### Work order:
Print the lines below exactly as written, with none missing.

### Data for processing:
▼

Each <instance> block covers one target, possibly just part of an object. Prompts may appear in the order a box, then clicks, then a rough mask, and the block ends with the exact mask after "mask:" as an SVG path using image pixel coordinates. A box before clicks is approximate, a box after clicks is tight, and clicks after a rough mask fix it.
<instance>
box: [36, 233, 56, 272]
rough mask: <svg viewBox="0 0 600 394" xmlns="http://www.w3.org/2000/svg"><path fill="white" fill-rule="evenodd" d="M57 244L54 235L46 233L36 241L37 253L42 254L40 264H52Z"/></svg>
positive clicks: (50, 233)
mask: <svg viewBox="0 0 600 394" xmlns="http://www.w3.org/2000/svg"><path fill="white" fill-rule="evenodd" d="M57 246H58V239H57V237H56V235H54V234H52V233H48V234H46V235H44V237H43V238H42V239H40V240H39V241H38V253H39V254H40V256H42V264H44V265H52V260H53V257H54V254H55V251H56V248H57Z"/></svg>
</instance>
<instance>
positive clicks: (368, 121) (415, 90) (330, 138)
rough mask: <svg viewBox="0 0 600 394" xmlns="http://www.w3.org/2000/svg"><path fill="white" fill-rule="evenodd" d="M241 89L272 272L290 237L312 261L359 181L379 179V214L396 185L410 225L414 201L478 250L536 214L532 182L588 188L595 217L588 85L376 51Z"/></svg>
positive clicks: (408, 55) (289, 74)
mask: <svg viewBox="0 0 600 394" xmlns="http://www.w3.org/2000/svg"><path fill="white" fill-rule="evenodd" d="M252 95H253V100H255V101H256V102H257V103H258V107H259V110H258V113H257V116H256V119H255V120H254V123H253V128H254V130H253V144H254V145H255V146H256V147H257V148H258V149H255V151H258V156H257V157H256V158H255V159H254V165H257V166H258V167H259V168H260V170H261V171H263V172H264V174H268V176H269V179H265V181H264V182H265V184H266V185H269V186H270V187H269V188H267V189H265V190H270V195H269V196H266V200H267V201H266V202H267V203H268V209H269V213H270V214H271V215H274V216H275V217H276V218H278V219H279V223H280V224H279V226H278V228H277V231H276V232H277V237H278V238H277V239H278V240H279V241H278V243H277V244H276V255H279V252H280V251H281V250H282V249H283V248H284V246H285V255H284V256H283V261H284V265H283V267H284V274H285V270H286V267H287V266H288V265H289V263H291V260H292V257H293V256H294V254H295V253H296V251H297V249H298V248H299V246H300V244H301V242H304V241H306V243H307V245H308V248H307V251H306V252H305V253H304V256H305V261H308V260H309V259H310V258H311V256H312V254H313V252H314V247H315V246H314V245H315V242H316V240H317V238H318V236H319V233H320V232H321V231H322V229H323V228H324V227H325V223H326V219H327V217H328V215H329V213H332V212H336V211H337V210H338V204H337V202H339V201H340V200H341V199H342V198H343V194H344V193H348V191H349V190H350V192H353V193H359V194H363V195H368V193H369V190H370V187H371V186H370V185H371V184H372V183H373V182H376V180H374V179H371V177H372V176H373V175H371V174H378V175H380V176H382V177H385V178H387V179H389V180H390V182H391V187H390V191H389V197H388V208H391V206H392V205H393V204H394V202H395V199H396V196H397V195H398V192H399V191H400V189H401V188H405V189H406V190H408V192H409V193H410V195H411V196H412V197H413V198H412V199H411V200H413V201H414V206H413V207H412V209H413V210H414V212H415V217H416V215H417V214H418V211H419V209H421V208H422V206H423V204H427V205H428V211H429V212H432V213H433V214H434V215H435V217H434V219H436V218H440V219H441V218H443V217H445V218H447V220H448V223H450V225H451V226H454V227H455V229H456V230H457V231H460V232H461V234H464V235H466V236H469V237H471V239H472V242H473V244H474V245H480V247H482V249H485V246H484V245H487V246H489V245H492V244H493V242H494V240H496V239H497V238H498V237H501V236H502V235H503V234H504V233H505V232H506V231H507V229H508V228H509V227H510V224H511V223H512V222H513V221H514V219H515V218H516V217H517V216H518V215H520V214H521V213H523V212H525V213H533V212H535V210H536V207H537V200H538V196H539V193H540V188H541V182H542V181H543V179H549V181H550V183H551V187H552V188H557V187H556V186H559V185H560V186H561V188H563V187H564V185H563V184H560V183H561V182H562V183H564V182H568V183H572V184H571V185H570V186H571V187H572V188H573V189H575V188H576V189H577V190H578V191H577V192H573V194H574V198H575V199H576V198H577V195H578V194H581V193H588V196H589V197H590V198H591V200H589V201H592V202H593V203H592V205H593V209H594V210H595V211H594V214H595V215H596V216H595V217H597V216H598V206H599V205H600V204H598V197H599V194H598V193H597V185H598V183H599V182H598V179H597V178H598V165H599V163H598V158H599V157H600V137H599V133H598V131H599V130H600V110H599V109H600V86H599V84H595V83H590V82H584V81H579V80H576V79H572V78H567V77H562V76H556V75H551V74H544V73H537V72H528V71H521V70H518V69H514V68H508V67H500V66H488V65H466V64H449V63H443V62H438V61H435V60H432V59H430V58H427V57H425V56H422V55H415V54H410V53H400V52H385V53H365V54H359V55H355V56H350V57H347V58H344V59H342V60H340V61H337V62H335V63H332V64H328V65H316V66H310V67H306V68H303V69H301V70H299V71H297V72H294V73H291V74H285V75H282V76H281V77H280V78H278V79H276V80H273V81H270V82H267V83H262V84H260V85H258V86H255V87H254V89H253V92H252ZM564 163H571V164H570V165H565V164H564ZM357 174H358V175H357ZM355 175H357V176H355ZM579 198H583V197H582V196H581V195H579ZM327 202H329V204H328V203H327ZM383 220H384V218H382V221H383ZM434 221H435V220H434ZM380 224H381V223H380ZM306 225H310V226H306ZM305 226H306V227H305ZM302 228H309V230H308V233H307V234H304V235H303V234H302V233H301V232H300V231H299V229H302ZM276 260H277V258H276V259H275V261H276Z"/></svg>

▲

### Task answer:
Each <instance> block covers one target, possibly just part of an object. Prompts may appear in the order a box, then clicks, then a rough mask, and the block ends with the exact mask after "mask:" as an SVG path using image pixel coordinates. A box before clicks is approximate, a box after clicks is tight, and clicks after a rough mask fix it.
<instance>
box: [36, 233, 56, 272]
rough mask: <svg viewBox="0 0 600 394" xmlns="http://www.w3.org/2000/svg"><path fill="white" fill-rule="evenodd" d="M57 244L54 235L46 233L36 241L37 253L42 254L40 264H52Z"/></svg>
positive clicks: (50, 233)
mask: <svg viewBox="0 0 600 394" xmlns="http://www.w3.org/2000/svg"><path fill="white" fill-rule="evenodd" d="M57 246H58V239H57V237H56V235H54V234H52V233H48V234H46V235H44V237H43V238H42V239H40V240H39V241H38V253H39V254H40V256H42V264H44V265H52V260H53V257H54V254H55V251H56V248H57Z"/></svg>
</instance>
<instance>
positive clicks: (368, 121) (415, 90) (330, 138)
rough mask: <svg viewBox="0 0 600 394" xmlns="http://www.w3.org/2000/svg"><path fill="white" fill-rule="evenodd" d="M241 89L272 272L290 237L312 261L359 181L379 179V214L396 185L410 225L414 201L478 250L536 214L532 182L588 188L595 217L588 85L376 51Z"/></svg>
positive clicks: (408, 55) (289, 74)
mask: <svg viewBox="0 0 600 394" xmlns="http://www.w3.org/2000/svg"><path fill="white" fill-rule="evenodd" d="M252 95H253V100H255V101H256V102H257V103H258V107H259V110H258V113H257V116H256V119H255V120H254V123H253V128H254V130H253V144H254V145H255V146H256V147H257V148H258V149H255V151H258V156H257V157H256V158H255V159H254V165H257V166H258V167H259V168H260V170H261V171H263V172H264V174H268V176H269V179H265V181H264V182H265V184H266V185H269V186H270V187H269V188H267V189H265V190H270V195H269V196H266V200H267V201H266V202H267V203H268V209H269V213H270V214H271V215H274V216H275V217H276V218H278V219H279V223H280V224H279V226H278V228H277V231H276V232H277V237H278V238H277V239H278V240H279V241H278V243H277V244H276V255H279V252H280V251H281V250H282V249H283V248H284V246H285V255H284V256H283V261H284V265H283V267H284V274H285V270H286V267H287V266H288V265H289V263H291V260H292V257H293V256H294V254H295V253H296V251H297V249H298V248H299V246H300V244H301V242H304V241H306V243H307V245H308V248H307V251H306V252H305V253H304V256H305V261H308V260H309V259H310V258H311V256H312V254H313V252H314V247H315V246H314V245H315V242H316V240H317V238H318V236H319V233H320V232H321V231H322V229H323V228H324V227H325V223H326V219H327V217H328V215H329V213H332V212H336V211H337V210H338V204H337V202H339V201H340V200H341V199H342V198H343V194H344V193H348V191H349V190H350V192H353V193H359V194H363V195H368V193H369V190H370V187H371V186H370V185H371V184H372V183H373V182H376V180H374V179H371V177H372V176H373V175H371V174H378V175H380V176H382V177H385V178H387V179H389V180H390V182H391V187H390V191H389V197H388V208H391V206H392V205H393V204H394V202H395V199H396V196H397V195H398V192H399V191H400V189H401V188H405V189H406V190H408V192H409V193H410V195H411V196H412V197H413V198H412V199H411V200H413V201H414V206H413V207H412V209H413V210H414V212H415V217H416V215H417V214H418V211H419V209H421V208H422V206H423V204H427V205H428V211H429V212H432V213H433V214H434V215H435V217H434V219H436V218H440V219H441V218H443V217H445V218H447V220H448V223H450V225H451V226H454V227H455V229H456V230H457V231H460V232H461V234H464V235H466V236H469V237H471V239H472V242H473V244H474V245H480V247H482V249H485V246H484V245H487V246H489V245H492V244H493V242H494V240H496V239H497V238H498V237H501V236H502V235H503V234H504V233H505V232H506V231H507V229H508V228H509V227H510V224H511V223H512V222H513V221H514V219H515V218H516V217H517V216H518V215H520V214H521V213H523V212H525V213H533V212H535V210H536V207H537V200H538V196H539V193H540V188H541V182H542V181H543V179H549V181H550V183H551V187H552V188H557V187H556V186H559V185H560V186H561V188H563V187H564V185H563V184H560V183H561V182H562V183H564V182H568V183H572V184H571V185H570V186H571V187H572V188H573V189H575V188H576V189H577V190H578V191H577V192H573V194H574V198H575V199H576V198H577V195H578V194H581V193H588V196H589V197H590V198H591V200H589V201H592V202H593V203H592V205H593V209H594V210H595V211H594V214H595V215H596V216H595V217H597V216H598V206H599V205H600V204H598V197H599V194H598V193H597V185H598V183H599V182H598V179H597V178H598V165H599V163H598V158H599V157H600V137H599V133H598V131H599V130H600V110H599V109H600V86H599V84H595V83H590V82H584V81H579V80H576V79H572V78H567V77H562V76H556V75H551V74H544V73H537V72H528V71H521V70H518V69H514V68H508V67H500V66H488V65H466V64H449V63H443V62H438V61H435V60H432V59H430V58H427V57H425V56H422V55H415V54H410V53H400V52H385V53H365V54H359V55H355V56H350V57H347V58H344V59H342V60H340V61H337V62H335V63H332V64H328V65H316V66H310V67H306V68H303V69H301V70H299V71H297V72H294V73H291V74H285V75H282V76H281V77H280V78H278V79H276V80H273V81H270V82H267V83H262V84H260V85H258V86H255V87H254V89H253V92H252ZM564 163H571V164H570V165H565V164H564ZM357 174H358V175H357ZM355 175H357V176H355ZM579 198H583V197H582V196H581V195H579ZM327 202H329V204H328V203H327ZM383 220H384V218H382V221H383ZM434 221H435V220H434ZM380 224H381V223H380ZM306 225H310V226H306ZM305 226H306V227H305ZM302 228H309V230H308V233H307V234H304V235H303V234H302V233H301V232H300V231H299V229H302ZM276 260H277V258H276V259H275V261H276Z"/></svg>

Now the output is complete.